Genç işçiler ve yakın zamandan bazı gözlemler
Daha yakın zamanda Amasra’daki maden katliamında ölen madencilerin de tamamına yakını 20’li yaşlarındaydı. Asgari ücretin biraz fazlası yer üstünde mümkün değildi, diyor madencilerin aileleri. Bir yere maden gelmeden önce maden dışındaki tüm geçim kaynaklarını yok ediyor sermaye. Madene mecbur kılıyor.
Başka boyutları da var genç işçi ölümlerinin artışının. 15 Temmuz arkasından yaşadığımız OHAL süreci ve devamındaki pandeminin de bağlantısı var aslında. Ne alakası var? OHAL’de grev yasakları geldi. İşyerlerinde üretim zorlamaları arttı. Biraz olsun sahada etkisi olan sendikaların da etkisi eridi. Üç kişinin yapacağı işi bir kişiye daha rahat yaptırmaya başladılar. Bunun kaçınılmaz sonucu da artan iş cinayetleri oldu. Genç işçiler, işçi sağlığı ve güvenliği için gereken iyileştirmelerin ne olduğunu daha iyi biliyor. Örgütlenmeye de daha yatkınlar ama işyerinde olumsuz ya da tehlikeli koşullara ses çıkaramamaya başlamış oldular işsizlik korkusundan ve asgari sendikal örgütlenme bunu koruyamamaya başladı. OHAL bahanesiyle o dönem sendikaların düğün salonundaki toplantısı bile iptal edildi. Hemen arkasından da pandemi süreci geldi, işsiz kalma endişesi iyice yükseldi. Genç işçilerin örgütsüzlüğü ve varolan sendikaların da etkisizleşmesiyle birlikte varolan gücünü de kaybeden örgütlülük aslında artan ölümlerin sebeplerinden biri. Küresel düzeyde işçi sınıfını örgütsüzleştirmenin planı uygulamada ve genç işçiler de bunu yaşıyor. Gençler aykırı sesi çıkarmakta ve dolayısıyla örgütlenme refleksini göstermekte daha yüksek potansiyel taşıdığı için de en başta anlattığım saldırılara da ağaç yaşken maruz kalıyor, yalnız ve hedefini şaşırmış insanlara dönüştürülmeye çalışılıyorlar. Ve bu neoliberal düzende doğan her gençten sistemin muradı işçi olması. Bunu kısmen başardıklarında da, geçmiş örgütlenme pratikleri yok edilmiş olduğu için örgütsüz ve bu abluka karşısında ne yapacağını bilmeyen gençler gerçekten de proleterleşiyorlar. Örgütsüz, güvencesiz, genç işçiler ağır çalışma koşulları altında çalışıyorlar. Ağır çalışma koşulları da iş cinayetlerini getiriyor beraberinde.

▸ **Veri kesitleri**
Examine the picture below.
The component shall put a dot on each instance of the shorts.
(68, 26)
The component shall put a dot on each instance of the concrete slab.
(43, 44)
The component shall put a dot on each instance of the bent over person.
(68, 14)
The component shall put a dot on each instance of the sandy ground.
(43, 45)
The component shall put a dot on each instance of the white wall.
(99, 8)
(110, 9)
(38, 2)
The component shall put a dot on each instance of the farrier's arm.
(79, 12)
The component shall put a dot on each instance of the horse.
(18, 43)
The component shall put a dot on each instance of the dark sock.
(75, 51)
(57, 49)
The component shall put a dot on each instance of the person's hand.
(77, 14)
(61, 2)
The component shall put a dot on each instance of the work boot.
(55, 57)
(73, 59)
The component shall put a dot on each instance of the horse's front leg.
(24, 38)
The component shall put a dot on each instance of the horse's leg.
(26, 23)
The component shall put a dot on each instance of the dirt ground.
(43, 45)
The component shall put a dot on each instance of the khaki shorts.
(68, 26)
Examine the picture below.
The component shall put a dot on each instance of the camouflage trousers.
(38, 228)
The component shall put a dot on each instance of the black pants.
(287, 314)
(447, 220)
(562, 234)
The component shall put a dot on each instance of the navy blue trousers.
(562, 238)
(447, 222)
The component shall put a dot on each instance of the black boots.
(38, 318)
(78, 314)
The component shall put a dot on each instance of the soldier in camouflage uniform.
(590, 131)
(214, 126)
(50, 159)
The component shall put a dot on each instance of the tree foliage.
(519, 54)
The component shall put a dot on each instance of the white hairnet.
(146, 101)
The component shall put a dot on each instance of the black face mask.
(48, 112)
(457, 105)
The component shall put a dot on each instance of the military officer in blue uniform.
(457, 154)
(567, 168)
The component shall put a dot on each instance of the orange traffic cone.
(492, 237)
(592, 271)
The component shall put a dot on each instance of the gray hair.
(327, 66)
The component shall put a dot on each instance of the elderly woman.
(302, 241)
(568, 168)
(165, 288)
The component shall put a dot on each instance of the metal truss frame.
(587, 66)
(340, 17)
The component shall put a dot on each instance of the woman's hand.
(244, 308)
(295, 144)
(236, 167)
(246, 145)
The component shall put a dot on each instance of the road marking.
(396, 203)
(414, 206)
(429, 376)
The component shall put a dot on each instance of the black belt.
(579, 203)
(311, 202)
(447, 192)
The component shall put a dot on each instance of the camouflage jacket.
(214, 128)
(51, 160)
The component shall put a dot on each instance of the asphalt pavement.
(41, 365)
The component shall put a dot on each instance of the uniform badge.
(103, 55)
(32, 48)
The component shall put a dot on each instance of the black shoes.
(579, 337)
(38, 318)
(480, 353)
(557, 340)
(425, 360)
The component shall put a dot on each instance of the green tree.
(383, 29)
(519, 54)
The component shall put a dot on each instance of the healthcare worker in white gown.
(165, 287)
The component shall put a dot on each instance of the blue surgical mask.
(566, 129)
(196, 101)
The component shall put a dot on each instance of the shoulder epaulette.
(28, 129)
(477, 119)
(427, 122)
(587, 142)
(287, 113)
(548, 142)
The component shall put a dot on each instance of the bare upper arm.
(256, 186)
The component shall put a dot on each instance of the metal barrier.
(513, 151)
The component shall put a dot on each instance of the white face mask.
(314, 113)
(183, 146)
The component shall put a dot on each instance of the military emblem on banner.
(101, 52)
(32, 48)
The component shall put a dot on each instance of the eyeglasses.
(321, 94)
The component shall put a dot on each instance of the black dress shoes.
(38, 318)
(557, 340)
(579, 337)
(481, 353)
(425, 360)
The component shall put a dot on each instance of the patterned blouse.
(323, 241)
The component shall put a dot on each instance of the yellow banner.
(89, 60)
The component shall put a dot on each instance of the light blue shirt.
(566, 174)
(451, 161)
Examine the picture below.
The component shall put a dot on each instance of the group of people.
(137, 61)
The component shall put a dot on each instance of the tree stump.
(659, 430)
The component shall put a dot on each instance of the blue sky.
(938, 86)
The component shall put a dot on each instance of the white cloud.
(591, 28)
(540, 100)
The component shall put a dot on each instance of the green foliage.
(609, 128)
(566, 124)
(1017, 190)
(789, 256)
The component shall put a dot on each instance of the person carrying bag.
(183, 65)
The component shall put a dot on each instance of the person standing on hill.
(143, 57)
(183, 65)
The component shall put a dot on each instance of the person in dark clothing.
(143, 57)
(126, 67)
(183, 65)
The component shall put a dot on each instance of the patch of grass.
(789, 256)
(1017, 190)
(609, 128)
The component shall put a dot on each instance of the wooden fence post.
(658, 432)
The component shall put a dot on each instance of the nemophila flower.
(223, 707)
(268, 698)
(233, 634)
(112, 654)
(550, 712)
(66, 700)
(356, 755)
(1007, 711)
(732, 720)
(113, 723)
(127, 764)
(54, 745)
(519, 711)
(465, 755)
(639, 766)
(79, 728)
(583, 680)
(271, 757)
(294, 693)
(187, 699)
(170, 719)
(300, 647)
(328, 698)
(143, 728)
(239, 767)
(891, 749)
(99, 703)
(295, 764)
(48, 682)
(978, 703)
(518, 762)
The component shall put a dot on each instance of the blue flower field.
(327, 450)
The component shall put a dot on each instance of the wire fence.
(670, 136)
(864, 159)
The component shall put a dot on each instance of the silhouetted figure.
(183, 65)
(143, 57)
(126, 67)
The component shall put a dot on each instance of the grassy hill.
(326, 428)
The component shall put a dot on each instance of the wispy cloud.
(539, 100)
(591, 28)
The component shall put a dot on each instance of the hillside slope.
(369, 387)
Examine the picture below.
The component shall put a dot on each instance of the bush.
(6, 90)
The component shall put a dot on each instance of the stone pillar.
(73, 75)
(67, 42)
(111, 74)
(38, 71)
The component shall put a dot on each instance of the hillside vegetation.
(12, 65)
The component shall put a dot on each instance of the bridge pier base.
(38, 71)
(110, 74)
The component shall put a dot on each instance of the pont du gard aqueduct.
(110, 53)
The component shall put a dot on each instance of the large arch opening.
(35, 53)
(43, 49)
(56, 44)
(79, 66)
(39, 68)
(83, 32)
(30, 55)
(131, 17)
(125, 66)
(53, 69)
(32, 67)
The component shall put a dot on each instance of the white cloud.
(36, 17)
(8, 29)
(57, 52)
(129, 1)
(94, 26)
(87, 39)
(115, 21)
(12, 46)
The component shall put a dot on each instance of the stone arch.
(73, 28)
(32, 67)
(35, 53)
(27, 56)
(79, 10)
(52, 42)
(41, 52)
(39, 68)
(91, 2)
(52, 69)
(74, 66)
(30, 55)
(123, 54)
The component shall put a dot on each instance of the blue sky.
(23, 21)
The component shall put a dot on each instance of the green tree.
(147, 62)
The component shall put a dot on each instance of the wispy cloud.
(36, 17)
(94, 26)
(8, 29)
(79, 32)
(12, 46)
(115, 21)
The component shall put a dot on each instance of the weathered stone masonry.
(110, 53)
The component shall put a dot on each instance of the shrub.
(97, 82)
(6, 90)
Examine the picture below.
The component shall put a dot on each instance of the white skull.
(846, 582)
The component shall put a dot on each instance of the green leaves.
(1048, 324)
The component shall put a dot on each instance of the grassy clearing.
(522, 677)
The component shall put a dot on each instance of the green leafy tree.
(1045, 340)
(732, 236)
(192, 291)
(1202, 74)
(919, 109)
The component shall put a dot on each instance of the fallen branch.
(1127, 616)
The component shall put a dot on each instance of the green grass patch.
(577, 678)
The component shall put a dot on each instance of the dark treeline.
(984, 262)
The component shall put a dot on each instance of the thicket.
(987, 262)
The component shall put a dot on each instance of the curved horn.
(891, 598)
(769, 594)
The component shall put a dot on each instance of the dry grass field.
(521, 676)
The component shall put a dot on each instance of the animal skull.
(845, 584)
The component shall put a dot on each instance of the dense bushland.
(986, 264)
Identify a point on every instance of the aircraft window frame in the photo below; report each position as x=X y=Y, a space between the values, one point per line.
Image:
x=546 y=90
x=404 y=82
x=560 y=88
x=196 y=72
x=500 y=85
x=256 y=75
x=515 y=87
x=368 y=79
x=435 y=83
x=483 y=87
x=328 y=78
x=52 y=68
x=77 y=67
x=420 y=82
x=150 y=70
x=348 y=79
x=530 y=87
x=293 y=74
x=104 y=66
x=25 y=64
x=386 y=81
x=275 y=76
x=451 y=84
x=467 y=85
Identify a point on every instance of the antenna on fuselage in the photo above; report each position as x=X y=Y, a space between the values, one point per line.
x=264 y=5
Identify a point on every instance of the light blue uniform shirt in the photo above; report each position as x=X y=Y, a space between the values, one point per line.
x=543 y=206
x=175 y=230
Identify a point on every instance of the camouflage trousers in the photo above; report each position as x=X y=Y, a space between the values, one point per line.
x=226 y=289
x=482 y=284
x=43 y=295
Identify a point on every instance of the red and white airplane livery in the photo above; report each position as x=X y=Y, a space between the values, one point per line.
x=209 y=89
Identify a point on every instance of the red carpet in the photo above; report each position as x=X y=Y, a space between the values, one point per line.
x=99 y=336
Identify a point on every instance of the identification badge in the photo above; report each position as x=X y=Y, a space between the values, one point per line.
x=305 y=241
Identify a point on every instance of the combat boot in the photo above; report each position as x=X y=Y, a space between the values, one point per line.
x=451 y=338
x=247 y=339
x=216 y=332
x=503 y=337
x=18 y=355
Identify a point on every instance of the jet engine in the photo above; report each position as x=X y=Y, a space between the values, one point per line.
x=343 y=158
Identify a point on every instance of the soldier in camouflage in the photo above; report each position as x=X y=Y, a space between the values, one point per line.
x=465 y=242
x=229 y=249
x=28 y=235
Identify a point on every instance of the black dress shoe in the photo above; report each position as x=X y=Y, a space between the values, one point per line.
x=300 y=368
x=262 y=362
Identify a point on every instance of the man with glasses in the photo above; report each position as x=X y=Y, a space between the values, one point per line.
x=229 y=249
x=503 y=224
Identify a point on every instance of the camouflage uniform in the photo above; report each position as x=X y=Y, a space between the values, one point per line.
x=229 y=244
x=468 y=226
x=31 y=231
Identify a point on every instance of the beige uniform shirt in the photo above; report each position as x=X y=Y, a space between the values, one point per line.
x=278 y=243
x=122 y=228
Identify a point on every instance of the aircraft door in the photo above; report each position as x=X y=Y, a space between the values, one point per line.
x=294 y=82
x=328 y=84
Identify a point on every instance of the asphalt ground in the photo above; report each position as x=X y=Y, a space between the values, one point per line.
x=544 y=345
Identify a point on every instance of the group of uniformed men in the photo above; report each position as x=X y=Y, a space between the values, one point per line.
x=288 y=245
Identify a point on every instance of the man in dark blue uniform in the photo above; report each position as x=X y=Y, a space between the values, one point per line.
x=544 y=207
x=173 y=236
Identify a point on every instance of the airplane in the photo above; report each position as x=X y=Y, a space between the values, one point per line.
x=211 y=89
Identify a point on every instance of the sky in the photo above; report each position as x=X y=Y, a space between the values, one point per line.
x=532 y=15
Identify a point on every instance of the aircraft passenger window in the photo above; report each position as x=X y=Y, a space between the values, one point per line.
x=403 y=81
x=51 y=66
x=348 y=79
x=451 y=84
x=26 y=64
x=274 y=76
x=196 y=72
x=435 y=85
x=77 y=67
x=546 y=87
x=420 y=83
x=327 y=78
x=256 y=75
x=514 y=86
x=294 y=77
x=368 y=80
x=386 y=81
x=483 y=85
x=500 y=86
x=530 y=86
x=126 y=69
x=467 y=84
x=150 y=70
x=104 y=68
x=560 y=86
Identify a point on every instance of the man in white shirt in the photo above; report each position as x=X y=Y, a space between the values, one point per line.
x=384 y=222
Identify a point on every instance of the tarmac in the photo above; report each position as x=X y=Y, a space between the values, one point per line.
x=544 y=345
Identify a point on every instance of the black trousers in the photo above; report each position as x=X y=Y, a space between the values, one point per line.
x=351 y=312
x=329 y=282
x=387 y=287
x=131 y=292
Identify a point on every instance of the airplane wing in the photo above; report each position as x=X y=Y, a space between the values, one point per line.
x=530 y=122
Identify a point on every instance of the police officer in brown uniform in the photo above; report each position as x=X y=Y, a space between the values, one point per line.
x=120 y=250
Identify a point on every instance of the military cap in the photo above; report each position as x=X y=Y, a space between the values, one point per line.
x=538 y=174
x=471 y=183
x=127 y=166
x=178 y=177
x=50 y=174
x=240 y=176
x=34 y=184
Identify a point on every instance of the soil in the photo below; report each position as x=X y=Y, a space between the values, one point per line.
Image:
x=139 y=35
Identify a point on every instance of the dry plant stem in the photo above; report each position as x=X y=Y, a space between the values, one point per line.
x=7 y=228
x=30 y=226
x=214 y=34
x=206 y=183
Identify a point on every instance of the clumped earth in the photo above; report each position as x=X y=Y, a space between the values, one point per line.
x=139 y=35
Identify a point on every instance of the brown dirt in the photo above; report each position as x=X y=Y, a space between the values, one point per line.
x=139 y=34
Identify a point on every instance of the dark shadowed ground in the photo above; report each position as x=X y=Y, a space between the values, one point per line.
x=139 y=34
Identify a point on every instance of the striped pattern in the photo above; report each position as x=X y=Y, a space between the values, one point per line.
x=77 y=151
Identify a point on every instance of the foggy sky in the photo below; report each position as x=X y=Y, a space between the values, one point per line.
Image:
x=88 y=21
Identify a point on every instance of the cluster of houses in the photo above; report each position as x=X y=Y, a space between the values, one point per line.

▸ **Görev tanımı**
Genç işçi ölümlerini anlatan metnin bir sonraki bölümünü, metnin son cümlesinin ardından gelecek biçimde yazın.

▸ **Beklenen yanıt**
Ama genç işçiler daha kolay direniyor. Teknolojiyi, sosyal medyayı daha iyi kullanıyorlar, birbirleriyle iletişime geçiyorlar, hızlıca örgütlenebiliyorlar. En başta bahsettiğim o gençliğin aykırı sesi direniş dinamiklerine de yansıyor sahada. Enerjisi, öfkesi, coşkusu büyük oluyor. Trendyol kuryelerini hatırlarsınız, kendilerine dayatılan zammı kabul etmeyip hızlıca örgütlenip direndiler ve kazandılar. Çoğu üniversite mezunu gençlerdi. Amazon’da da direniş örülüyor adım adım, Amazon deposunda da işçilerin çoğu üniversite mezunu gençler.
Özetle, çocuğundan gencine hepimizi işçi yapmak istiyorlar. Buna rıza yaratmaya çalışıyorlar ama süslü püslü laflarla bezenince çocuk işçilik ve gençliğin proleterleştirilme çabası görünmez olmuyor; görüyoruz ve reddediyoruz. Ve bu reddi büyütmek için bize gençliğin aykırı sesini güçlendirmek düşüyor. Ekonomik bağımlılığı ve çaresizliği artan, bu çarkın içinde lime lime edilmeye çalışılan, antidepresanlarla ayakta duran gençliğin öfkesini örgütleyelim. Hiçbir arkadaşımızın bu koşullarda yalnız hissetmesine izin vermeyelim, düşlerimizi çalanların uykularını kaçıralım.